_THE PROBLEM_.
Gather every line of the records below that contains the string "road", and copy each one.

Stored records
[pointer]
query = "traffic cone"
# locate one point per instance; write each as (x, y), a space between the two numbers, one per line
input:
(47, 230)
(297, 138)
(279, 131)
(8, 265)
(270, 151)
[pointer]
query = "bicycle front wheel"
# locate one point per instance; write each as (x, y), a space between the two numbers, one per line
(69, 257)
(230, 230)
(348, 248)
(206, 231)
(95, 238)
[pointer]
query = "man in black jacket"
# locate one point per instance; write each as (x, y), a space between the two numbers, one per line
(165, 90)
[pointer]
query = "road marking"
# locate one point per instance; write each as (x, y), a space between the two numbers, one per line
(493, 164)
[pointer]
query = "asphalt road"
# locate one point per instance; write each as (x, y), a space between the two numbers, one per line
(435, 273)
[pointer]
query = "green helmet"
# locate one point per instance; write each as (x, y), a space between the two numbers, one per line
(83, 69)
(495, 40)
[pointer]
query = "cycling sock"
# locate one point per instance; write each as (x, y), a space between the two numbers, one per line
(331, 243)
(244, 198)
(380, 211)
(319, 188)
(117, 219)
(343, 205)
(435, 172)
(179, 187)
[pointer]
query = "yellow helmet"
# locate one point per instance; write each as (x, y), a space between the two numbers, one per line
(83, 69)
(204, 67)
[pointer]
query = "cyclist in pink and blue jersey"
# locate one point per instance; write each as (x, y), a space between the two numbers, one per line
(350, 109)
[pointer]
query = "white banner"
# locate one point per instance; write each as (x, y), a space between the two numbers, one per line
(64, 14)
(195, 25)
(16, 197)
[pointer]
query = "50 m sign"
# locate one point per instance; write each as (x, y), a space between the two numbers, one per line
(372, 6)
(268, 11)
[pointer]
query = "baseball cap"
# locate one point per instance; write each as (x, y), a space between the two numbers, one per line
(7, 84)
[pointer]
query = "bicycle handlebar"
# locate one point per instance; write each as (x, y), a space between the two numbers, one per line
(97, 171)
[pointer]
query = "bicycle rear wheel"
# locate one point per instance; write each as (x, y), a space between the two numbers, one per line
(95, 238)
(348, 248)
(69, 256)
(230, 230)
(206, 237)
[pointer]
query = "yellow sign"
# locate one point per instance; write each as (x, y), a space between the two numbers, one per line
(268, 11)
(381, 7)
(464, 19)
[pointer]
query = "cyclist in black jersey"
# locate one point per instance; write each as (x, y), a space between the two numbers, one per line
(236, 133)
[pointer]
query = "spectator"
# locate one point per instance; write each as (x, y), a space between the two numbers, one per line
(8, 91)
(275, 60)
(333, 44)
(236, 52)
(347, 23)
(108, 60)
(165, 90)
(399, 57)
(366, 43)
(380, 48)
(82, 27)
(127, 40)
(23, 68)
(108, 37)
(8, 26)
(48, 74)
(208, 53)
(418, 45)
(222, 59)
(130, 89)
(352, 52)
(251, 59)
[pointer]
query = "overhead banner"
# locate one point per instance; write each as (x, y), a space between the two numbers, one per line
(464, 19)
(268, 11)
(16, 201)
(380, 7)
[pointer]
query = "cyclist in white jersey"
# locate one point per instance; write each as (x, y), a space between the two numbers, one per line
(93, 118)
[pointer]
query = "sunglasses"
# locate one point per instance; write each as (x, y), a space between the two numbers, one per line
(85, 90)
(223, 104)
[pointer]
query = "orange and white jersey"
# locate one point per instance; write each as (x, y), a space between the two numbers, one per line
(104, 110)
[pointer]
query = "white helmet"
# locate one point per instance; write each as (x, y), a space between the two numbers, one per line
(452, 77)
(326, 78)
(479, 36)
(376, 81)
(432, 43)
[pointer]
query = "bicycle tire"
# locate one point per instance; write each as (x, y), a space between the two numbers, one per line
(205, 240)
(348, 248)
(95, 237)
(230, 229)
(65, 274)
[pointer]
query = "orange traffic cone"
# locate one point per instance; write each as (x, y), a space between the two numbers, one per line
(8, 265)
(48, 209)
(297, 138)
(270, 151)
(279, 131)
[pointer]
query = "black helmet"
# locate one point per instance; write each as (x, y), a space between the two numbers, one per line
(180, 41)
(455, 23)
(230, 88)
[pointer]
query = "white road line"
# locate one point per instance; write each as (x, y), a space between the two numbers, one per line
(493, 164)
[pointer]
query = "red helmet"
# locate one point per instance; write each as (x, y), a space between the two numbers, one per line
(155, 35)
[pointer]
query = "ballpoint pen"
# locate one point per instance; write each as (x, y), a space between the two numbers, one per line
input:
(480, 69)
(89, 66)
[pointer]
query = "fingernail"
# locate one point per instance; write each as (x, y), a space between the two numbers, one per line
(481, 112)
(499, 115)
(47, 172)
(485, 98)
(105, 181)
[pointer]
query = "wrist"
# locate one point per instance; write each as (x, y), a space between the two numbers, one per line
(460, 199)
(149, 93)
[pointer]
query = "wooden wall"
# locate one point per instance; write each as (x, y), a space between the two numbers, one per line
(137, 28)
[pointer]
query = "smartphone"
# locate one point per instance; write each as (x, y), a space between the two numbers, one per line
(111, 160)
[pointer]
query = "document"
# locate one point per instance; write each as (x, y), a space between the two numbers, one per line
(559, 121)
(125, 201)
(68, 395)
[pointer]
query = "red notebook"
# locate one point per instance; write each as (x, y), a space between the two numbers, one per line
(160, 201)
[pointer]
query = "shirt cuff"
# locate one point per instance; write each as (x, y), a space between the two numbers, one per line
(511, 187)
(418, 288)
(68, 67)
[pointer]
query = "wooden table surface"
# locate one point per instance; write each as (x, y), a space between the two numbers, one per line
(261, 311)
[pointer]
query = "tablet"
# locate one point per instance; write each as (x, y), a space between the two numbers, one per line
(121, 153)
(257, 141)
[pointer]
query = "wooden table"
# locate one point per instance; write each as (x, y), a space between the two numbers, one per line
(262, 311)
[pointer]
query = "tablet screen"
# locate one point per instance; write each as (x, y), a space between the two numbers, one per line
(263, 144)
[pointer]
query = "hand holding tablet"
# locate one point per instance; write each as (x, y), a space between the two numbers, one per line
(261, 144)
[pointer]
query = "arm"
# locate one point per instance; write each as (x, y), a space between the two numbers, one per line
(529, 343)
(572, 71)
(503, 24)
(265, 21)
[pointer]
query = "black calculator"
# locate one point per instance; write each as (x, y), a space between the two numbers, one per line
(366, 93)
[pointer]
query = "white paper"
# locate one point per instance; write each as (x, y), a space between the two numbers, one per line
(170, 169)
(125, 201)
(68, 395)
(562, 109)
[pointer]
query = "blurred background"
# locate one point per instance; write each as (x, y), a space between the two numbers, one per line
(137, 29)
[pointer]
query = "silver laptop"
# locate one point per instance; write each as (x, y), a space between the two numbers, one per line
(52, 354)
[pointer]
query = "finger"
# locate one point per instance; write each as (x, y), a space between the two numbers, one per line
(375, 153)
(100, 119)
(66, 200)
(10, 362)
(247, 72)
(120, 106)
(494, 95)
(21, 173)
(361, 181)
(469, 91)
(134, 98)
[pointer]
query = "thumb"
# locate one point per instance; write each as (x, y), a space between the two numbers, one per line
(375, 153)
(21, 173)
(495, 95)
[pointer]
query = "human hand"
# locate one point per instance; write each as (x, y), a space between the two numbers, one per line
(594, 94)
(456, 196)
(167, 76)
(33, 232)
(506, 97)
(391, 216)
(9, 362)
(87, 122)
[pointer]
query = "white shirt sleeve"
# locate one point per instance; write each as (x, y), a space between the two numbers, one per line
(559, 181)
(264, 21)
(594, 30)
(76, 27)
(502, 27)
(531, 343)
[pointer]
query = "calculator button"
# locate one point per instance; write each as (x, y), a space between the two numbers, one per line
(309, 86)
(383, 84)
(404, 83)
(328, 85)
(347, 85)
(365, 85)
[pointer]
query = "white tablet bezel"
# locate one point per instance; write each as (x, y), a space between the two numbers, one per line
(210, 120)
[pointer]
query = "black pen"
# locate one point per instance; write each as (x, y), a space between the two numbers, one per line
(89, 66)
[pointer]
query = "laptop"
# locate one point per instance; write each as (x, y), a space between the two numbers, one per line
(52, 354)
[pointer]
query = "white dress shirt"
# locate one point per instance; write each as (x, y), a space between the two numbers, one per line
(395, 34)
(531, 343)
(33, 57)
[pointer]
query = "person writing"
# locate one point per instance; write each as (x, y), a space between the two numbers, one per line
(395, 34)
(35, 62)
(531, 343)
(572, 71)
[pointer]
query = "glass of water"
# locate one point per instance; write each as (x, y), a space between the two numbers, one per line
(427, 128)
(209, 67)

_THE REPLY_.
query = "road marking"
query = "asphalt road"
query = "white road line"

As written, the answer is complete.